▶ Supplied passage
________________

To expect something to happen usually means one of two things: an event is going to take place because it has been planned to occur; or an expectation has been set apart from any connection to reality, and it may or may not occur. To expect the birth of a child is to anticipate an event that is planned to occur. Circumstances may sway how that event happens, but the expectation and the event are both concrete, real. To expect that same child, three years later, to automatically put her/his toys away because they have been told to once is a false expectation. New skills take time and encouragement to develop. To believe otherwise is to have false hope, and to set oneself up for disappointment and frustration.
To expect something based in reality is to hope for something that can actually become a reality. To expect something that likely will not be is to hope falsely. I believe this is where we have turned hope against itself, pretending that hope is a last ditch piece of magic to reconcile our realities like an out-of-balance checkbook. If we hope, even falsely, then God will hear us and life will be perfect, by our standards. When life doesn't become perfect, whole, fixed, we generally blame God, a God who doesn't listen and doesn't give us what we want. Our hopes are dashed, we put a little and still have to manage our lives. Our false hopes translate to a false accusation against God, and we are no where but where we started.
Desire. It's a fantastic soap opera word. Images of great romances, passionate love affairs and love-gone-wrong-made-right are all evoked by the word desire. I have nothing against the usage or the soap operas. I can tell you the story lines from Days of Our Lives right now. My only complaint is how limited our use of the desire has become. Dream is a much safer term, more ethereal, and like false expectations, easier to pretend with ourselves about. Desire is about passion, commitment and a zest for living.
Can you envision hope in such a dramatic, powerful way? If you can you can see that this kind of hope is big, strong and every ounce of real that is possible. Desirous hope speaks of faithful abandon, a joyous celebration of what you can see coming, and you can zero right in on it with a great shout of, “Hallelujah1” Do we as a culture still have hope? We say we do. I'm not sure our culture does know this kind of hope, this treasure of delight that can move us forward and deepen our resolve for a better future. We are a tenuous people, not quite wanting to invest in and develop something we don't believe we can touch. To dream is an ethereal, individual experience. To desire is to lay claim to the passion of living and forge ahead.
We are missing this kind of hope in our culture, but I believe we can begin to dot the landscape with potent doses of this kind of desirous hope that faith in God inspires. Openness to that infusion of power and grace is the conviction for things we can't see yet, but can survey with our hearts and souls. What it means to hope is to have confidence in God as our Creator, Redeemer and Sustainer. Our expectations and desires are based in reality, we are confident in them because we have every reason to be.
More than anything, these three faces of hope – expectation, desire and a feeling of confidence – give us the framework out of which we see god ahead of us, beckoning us forward with one hand, and reaching back with the other to grasp us firmly with love.

________________

▶ Objectives
1 > Name the three faces of hope identified in the reflection on hope.
2 > According to the reflection on hope, why is it a false expectation for a three-year-old to put toys away automatically after being told once?
3 > Retype the stretch of the reflection on hope from "We are missing" through "firmly with love.".
These entries have no connection to the reflection on hope.

Bounding box annotation entries
________________

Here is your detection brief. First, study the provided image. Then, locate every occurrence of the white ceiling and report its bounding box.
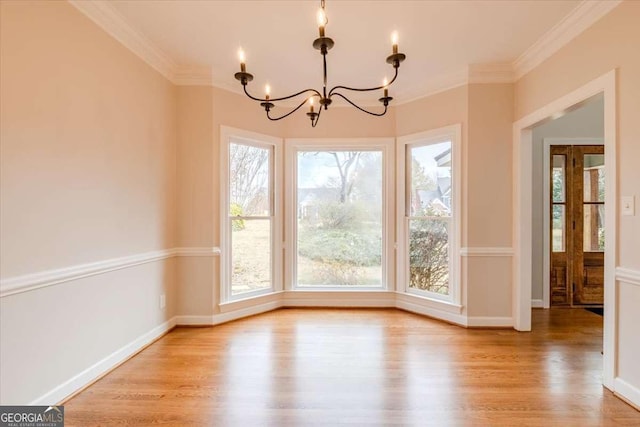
[101,0,592,101]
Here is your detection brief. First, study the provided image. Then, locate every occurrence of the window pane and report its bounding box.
[407,142,451,216]
[583,205,604,252]
[551,205,566,252]
[583,154,604,202]
[551,154,567,203]
[229,143,271,216]
[409,218,450,295]
[297,151,383,287]
[231,219,272,295]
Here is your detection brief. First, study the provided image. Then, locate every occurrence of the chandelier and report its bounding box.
[235,0,406,127]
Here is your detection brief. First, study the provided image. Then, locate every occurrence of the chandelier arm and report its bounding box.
[311,104,322,128]
[333,92,387,117]
[329,68,398,98]
[267,99,307,122]
[242,85,322,104]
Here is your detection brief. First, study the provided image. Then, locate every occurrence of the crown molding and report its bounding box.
[468,62,514,83]
[171,66,214,86]
[513,0,622,80]
[68,0,623,97]
[68,0,177,82]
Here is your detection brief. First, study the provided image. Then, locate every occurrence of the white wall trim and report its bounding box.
[172,66,213,86]
[513,0,622,80]
[173,246,220,256]
[467,316,513,328]
[175,314,213,326]
[0,247,220,298]
[616,267,640,286]
[460,246,513,257]
[68,0,177,82]
[614,377,640,410]
[531,299,549,308]
[468,62,514,84]
[29,317,176,405]
[175,300,282,326]
[68,0,622,97]
[396,299,467,326]
[282,290,396,307]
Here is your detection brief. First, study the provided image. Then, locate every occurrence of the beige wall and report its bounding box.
[0,1,176,404]
[463,84,513,318]
[531,96,604,300]
[177,86,395,315]
[0,1,640,403]
[515,1,640,403]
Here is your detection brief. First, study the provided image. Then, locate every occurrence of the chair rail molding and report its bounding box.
[460,246,513,257]
[0,247,220,298]
[616,267,640,286]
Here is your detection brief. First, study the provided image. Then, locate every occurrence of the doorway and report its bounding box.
[513,70,619,390]
[545,145,605,307]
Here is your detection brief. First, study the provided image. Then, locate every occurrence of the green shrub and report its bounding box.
[409,220,449,294]
[230,203,244,231]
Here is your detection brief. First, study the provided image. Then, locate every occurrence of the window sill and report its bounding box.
[396,292,464,314]
[218,291,283,313]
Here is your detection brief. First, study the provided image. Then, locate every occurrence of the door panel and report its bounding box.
[549,145,605,306]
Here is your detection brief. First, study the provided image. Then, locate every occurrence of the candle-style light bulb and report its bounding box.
[316,8,327,37]
[238,48,247,73]
[391,31,398,55]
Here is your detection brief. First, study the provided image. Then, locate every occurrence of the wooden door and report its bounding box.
[549,145,605,307]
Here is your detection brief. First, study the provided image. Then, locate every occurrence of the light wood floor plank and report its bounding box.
[65,309,640,427]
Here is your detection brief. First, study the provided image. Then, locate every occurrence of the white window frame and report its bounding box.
[396,124,462,306]
[220,126,283,304]
[285,138,394,292]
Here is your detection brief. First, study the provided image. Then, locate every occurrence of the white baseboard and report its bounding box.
[211,301,282,325]
[175,301,282,326]
[29,317,176,405]
[283,297,396,308]
[175,315,213,326]
[396,301,467,326]
[467,317,513,328]
[531,299,544,308]
[614,377,640,410]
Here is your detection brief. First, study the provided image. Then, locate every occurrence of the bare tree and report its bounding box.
[330,151,362,203]
[229,144,269,214]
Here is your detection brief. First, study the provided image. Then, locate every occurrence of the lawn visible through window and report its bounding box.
[296,151,383,287]
[407,142,452,295]
[229,143,273,295]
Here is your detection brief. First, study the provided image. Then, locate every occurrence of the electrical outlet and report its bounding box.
[620,196,636,216]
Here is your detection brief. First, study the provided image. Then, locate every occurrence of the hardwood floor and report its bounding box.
[65,309,640,427]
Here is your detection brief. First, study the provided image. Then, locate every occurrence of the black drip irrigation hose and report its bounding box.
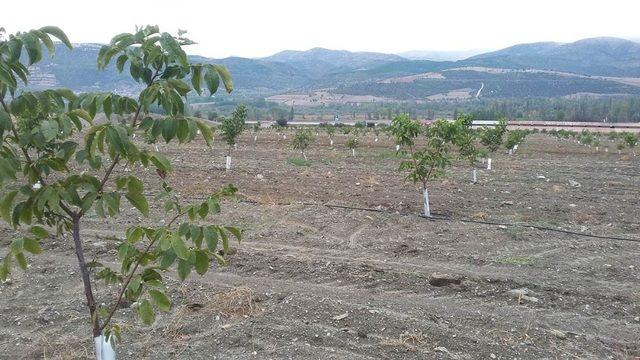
[240,200,640,243]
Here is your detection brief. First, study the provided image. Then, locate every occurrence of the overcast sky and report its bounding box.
[0,0,640,57]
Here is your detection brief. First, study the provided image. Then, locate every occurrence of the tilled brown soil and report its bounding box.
[0,133,640,359]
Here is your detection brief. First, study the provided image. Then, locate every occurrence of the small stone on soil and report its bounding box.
[429,273,462,286]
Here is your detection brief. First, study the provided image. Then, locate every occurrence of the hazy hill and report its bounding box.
[23,38,640,100]
[465,38,640,76]
[261,48,406,78]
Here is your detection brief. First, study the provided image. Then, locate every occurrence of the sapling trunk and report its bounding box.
[72,215,116,360]
[422,186,431,217]
[72,216,101,338]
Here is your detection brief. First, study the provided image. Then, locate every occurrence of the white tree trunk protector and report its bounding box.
[93,335,116,360]
[422,189,431,217]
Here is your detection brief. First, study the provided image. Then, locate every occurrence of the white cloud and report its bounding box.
[0,0,640,57]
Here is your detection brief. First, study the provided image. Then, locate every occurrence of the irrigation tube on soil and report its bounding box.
[238,200,640,243]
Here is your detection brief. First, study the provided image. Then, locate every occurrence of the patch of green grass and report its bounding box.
[287,157,311,166]
[498,256,540,266]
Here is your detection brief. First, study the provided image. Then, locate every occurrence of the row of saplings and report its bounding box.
[546,129,640,156]
[270,115,529,217]
[214,111,529,217]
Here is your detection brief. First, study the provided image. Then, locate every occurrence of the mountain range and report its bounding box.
[23,38,640,105]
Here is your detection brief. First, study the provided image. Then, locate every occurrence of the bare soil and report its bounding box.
[0,132,640,359]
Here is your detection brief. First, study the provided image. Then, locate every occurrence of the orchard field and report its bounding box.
[0,130,640,359]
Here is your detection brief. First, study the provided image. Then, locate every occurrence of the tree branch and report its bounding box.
[99,235,156,333]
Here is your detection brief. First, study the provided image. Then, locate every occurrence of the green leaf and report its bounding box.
[162,119,178,143]
[24,238,42,255]
[160,33,189,68]
[202,226,218,252]
[11,238,24,255]
[0,253,13,281]
[171,234,189,260]
[127,226,144,244]
[13,253,27,270]
[195,250,209,275]
[137,299,153,325]
[0,191,18,224]
[204,68,220,95]
[124,193,149,216]
[149,290,171,311]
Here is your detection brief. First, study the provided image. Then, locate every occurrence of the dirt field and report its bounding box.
[0,132,640,360]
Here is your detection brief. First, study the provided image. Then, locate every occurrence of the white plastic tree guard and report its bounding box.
[93,335,116,360]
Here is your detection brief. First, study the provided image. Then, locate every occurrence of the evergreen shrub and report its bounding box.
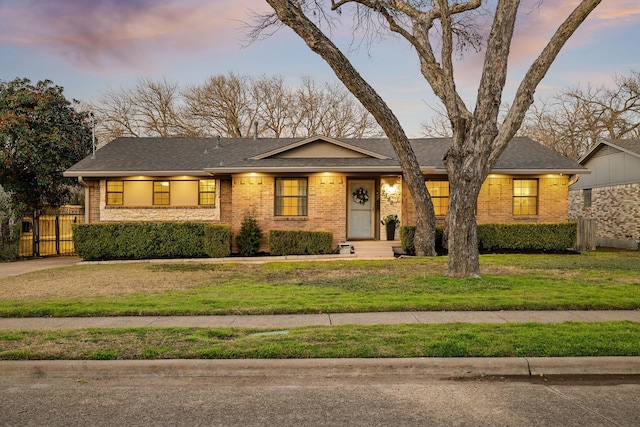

________________

▶ Solutions to the exercise
1 > Expectation, desire, and a feeling of confidence.

2 > New skills take time and encouragement to develop. Believing otherwise is false hope and leads to disappointment and frustration.

3 >
We are missing this kind of hope in our culture, but I believe we can begin to dot the landscape with potent doses of this kind of desirous hope that faith in God inspires. Openness to that infusion of power and grace is the conviction for things we can't see yet, but can survey with our hearts and souls. What it means to hope is to have confidence in God as our Creator, Redeemer and Sustainer. Our expectations and desires are based in reality, we are confident in them because we have every reason to be.
More than anything, these three faces of hope – expectation, desire and a feeling of confidence – give us the framework out of which we see god ahead of us, beckoning us forward with one hand, and reaching back with the other to grasp us firmly with love.